Task brief: Transcribe all of the data exactly. Images stay out.

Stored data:

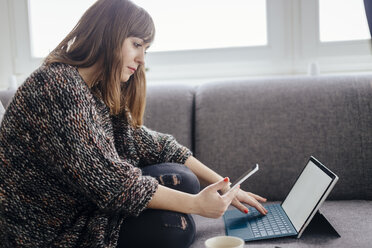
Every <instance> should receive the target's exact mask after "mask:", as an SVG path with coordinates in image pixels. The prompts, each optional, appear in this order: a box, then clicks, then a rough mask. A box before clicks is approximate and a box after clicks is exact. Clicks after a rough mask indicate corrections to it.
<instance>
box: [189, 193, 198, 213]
mask: <svg viewBox="0 0 372 248" xmlns="http://www.w3.org/2000/svg"><path fill="white" fill-rule="evenodd" d="M188 203H189V204H190V206H189V213H190V214H200V205H199V200H198V195H190V199H189V200H188Z"/></svg>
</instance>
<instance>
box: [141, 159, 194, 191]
mask: <svg viewBox="0 0 372 248" xmlns="http://www.w3.org/2000/svg"><path fill="white" fill-rule="evenodd" d="M143 172H144V174H147V175H150V176H153V177H155V178H156V179H157V180H158V181H159V183H160V184H162V185H164V186H167V187H169V188H172V189H176V190H180V191H183V192H186V193H190V194H197V193H199V191H200V183H199V180H198V178H197V177H196V176H195V174H194V173H193V172H192V171H191V170H190V169H189V168H187V167H186V166H185V165H183V164H175V163H165V164H157V165H155V166H150V167H147V168H146V167H145V168H144V169H143Z"/></svg>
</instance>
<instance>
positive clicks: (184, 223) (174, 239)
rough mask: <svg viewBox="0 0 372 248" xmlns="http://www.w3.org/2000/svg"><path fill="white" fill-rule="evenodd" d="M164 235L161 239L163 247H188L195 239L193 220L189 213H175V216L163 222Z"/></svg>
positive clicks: (192, 242) (161, 246) (192, 218)
mask: <svg viewBox="0 0 372 248" xmlns="http://www.w3.org/2000/svg"><path fill="white" fill-rule="evenodd" d="M163 227H164V228H165V229H164V230H166V231H165V233H164V236H163V238H162V239H161V242H160V243H161V245H160V246H159V247H163V248H168V247H169V248H174V247H178V248H181V247H182V248H183V247H185V248H186V247H189V246H190V245H191V244H192V243H193V241H194V239H195V233H196V228H195V222H194V220H193V218H192V216H191V215H190V214H177V216H176V218H172V219H168V220H166V221H164V222H163Z"/></svg>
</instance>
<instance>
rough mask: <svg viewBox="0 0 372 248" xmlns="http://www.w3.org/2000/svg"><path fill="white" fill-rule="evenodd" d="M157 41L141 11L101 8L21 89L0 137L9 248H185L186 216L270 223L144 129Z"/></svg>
mask: <svg viewBox="0 0 372 248" xmlns="http://www.w3.org/2000/svg"><path fill="white" fill-rule="evenodd" d="M154 35H155V28H154V24H153V22H152V19H151V17H150V16H149V15H148V14H147V12H146V11H145V10H143V9H142V8H140V7H138V6H136V5H134V4H133V3H132V2H130V1H128V0H98V1H97V2H96V3H95V4H94V5H93V6H92V7H90V8H89V9H88V10H87V11H86V12H85V14H84V15H83V16H82V18H81V19H80V21H79V22H78V24H77V25H76V26H75V28H74V29H73V30H72V31H71V32H70V34H68V35H67V37H66V38H65V39H64V40H63V41H62V42H61V43H60V44H59V45H58V46H57V48H56V49H55V50H54V51H52V52H51V53H50V54H49V56H48V57H47V58H46V60H45V63H44V64H43V65H42V66H41V67H40V68H38V69H37V70H36V71H35V72H34V73H32V74H31V75H30V77H29V78H28V79H26V81H25V82H24V83H23V84H22V85H21V86H20V87H19V89H18V90H17V92H16V94H15V96H14V98H13V100H12V102H11V103H10V105H9V107H8V108H7V111H6V113H5V115H4V119H3V122H2V124H1V132H0V157H1V160H0V161H1V164H0V243H1V244H2V246H3V247H188V246H189V245H190V244H191V243H192V241H193V238H194V234H195V226H194V222H193V220H192V217H191V215H190V214H198V215H202V216H205V217H210V218H218V217H220V216H222V215H223V213H224V212H225V210H226V209H227V207H228V206H229V205H230V204H233V205H234V206H235V207H237V208H238V209H240V210H241V211H243V212H247V208H246V207H245V206H244V205H243V203H246V204H248V205H251V206H254V207H255V208H257V209H258V210H259V211H260V212H261V213H262V214H266V210H265V209H264V208H263V206H262V205H261V204H260V203H259V201H261V202H264V201H265V199H264V198H262V197H260V196H257V195H254V194H252V193H248V192H245V191H243V190H241V189H239V188H236V189H234V190H231V191H229V192H227V190H228V189H229V180H228V178H222V177H221V176H220V175H218V174H217V173H215V172H214V171H212V170H211V169H209V168H208V167H206V166H205V165H203V164H202V163H201V162H199V161H198V160H197V159H195V158H194V157H193V156H192V154H191V152H190V150H189V149H187V148H186V147H184V146H182V145H180V144H178V143H177V142H176V140H175V139H174V138H173V137H172V136H170V135H165V134H161V133H157V132H154V131H152V130H149V129H147V128H146V127H145V126H143V113H144V109H145V97H146V93H145V92H146V80H145V70H144V64H145V52H146V49H147V48H148V47H149V45H150V43H151V42H152V41H153V39H154ZM199 180H200V181H202V182H204V183H206V184H207V185H209V186H207V187H206V188H205V189H204V190H202V191H201V192H199ZM219 192H221V193H225V192H227V193H226V194H220V193H219Z"/></svg>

Finished exercise:
Every <instance> should receive the target's exact mask after "mask:", as an SVG path with coordinates in image pixels. The prompts, each optional, appear in this order: a box, then clicks, then a rough mask. A box before clicks is approximate and a box after clicks is exact. Clicks after a rough mask indicate corrections to it.
<instance>
box: [189, 193, 198, 213]
mask: <svg viewBox="0 0 372 248" xmlns="http://www.w3.org/2000/svg"><path fill="white" fill-rule="evenodd" d="M188 203H189V204H190V206H189V213H190V214H200V205H199V200H198V195H190V199H189V200H188Z"/></svg>
</instance>
<instance>
box: [141, 159, 194, 191]
mask: <svg viewBox="0 0 372 248" xmlns="http://www.w3.org/2000/svg"><path fill="white" fill-rule="evenodd" d="M143 172H144V174H147V175H150V176H153V177H155V178H156V179H157V180H158V181H159V183H160V184H162V185H164V186H167V187H169V188H172V189H176V190H180V191H183V192H186V193H190V194H197V193H199V191H200V183H199V180H198V178H197V177H196V176H195V174H194V173H193V172H192V171H191V170H190V169H189V168H187V167H186V166H185V165H183V164H175V163H165V164H157V165H155V166H150V167H147V168H146V167H145V168H144V169H143Z"/></svg>
</instance>
<instance>
positive clicks: (184, 223) (174, 239)
rough mask: <svg viewBox="0 0 372 248" xmlns="http://www.w3.org/2000/svg"><path fill="white" fill-rule="evenodd" d="M164 235L161 239L163 247H188L195 239L193 220L189 213H175V216L163 222Z"/></svg>
positive clicks: (192, 242) (161, 246) (192, 218)
mask: <svg viewBox="0 0 372 248" xmlns="http://www.w3.org/2000/svg"><path fill="white" fill-rule="evenodd" d="M163 227H164V228H165V229H164V230H166V231H165V233H164V236H163V238H162V239H161V242H160V243H161V245H160V246H159V247H163V248H168V247H169V248H174V247H178V248H181V247H182V248H183V247H185V248H186V247H189V246H190V245H191V244H192V243H193V241H194V239H195V233H196V228H195V222H194V220H193V218H192V216H191V215H190V214H177V216H176V218H172V219H168V220H166V221H164V222H163Z"/></svg>
</instance>
<instance>
rough mask: <svg viewBox="0 0 372 248" xmlns="http://www.w3.org/2000/svg"><path fill="white" fill-rule="evenodd" d="M157 41L141 11L101 8L21 89L0 137L9 248H185L186 216L270 223L144 129Z"/></svg>
mask: <svg viewBox="0 0 372 248" xmlns="http://www.w3.org/2000/svg"><path fill="white" fill-rule="evenodd" d="M154 35H155V28H154V24H153V22H152V19H151V17H150V16H149V15H148V14H147V12H146V11H145V10H143V9H142V8H140V7H138V6H136V5H134V4H133V3H132V2H130V1H128V0H98V1H97V2H96V3H95V4H94V5H93V6H92V7H90V8H89V9H88V10H87V11H86V12H85V14H84V15H83V16H82V18H81V19H80V21H79V22H78V24H77V25H76V26H75V28H74V29H73V30H72V31H71V32H70V34H68V35H67V37H66V38H65V39H64V40H63V41H62V42H61V43H60V44H59V45H58V46H57V48H56V49H55V50H54V51H52V52H51V53H50V54H49V56H48V57H47V58H46V60H45V63H44V64H43V65H42V66H41V67H40V68H38V69H37V70H36V71H35V72H34V73H32V74H31V75H30V77H29V78H28V79H26V81H25V82H24V83H23V84H22V85H21V86H20V87H19V89H18V90H17V92H16V94H15V96H14V98H13V100H12V102H11V103H10V105H9V107H8V108H7V111H6V113H5V115H4V119H3V122H2V124H1V132H0V157H1V160H0V161H1V164H0V243H1V244H2V246H3V247H188V246H189V245H190V244H191V243H192V241H193V238H194V234H195V226H194V222H193V220H192V217H191V215H190V214H198V215H202V216H205V217H210V218H218V217H220V216H222V215H223V213H224V212H225V210H226V209H227V207H228V206H229V205H230V204H233V205H234V206H235V207H237V208H238V209H240V210H241V211H243V212H247V208H246V207H245V206H244V205H243V203H246V204H248V205H251V206H254V207H255V208H257V209H258V210H259V211H260V212H261V213H262V214H266V210H265V209H264V208H263V206H262V205H261V204H260V203H259V201H261V202H264V201H265V199H264V198H262V197H260V196H257V195H254V194H252V193H248V192H245V191H243V190H241V189H239V188H236V189H234V190H231V191H229V192H227V190H228V189H229V180H228V178H222V177H221V176H220V175H218V174H217V173H215V172H214V171H212V170H211V169H209V168H208V167H206V166H205V165H203V164H202V163H201V162H199V161H198V160H197V159H195V158H194V157H193V156H192V154H191V152H190V150H189V149H187V148H186V147H184V146H182V145H180V144H178V143H177V142H176V140H175V139H174V138H173V137H172V136H170V135H165V134H161V133H157V132H154V131H152V130H149V129H147V128H146V127H145V126H143V113H144V109H145V97H146V93H145V92H146V80H145V70H144V64H145V52H146V49H147V48H148V47H149V45H150V43H151V42H152V41H153V39H154ZM199 180H200V181H202V182H204V183H206V184H207V185H209V186H207V187H206V188H205V189H204V190H202V191H201V192H199ZM219 192H221V193H225V192H227V193H226V194H220V193H219Z"/></svg>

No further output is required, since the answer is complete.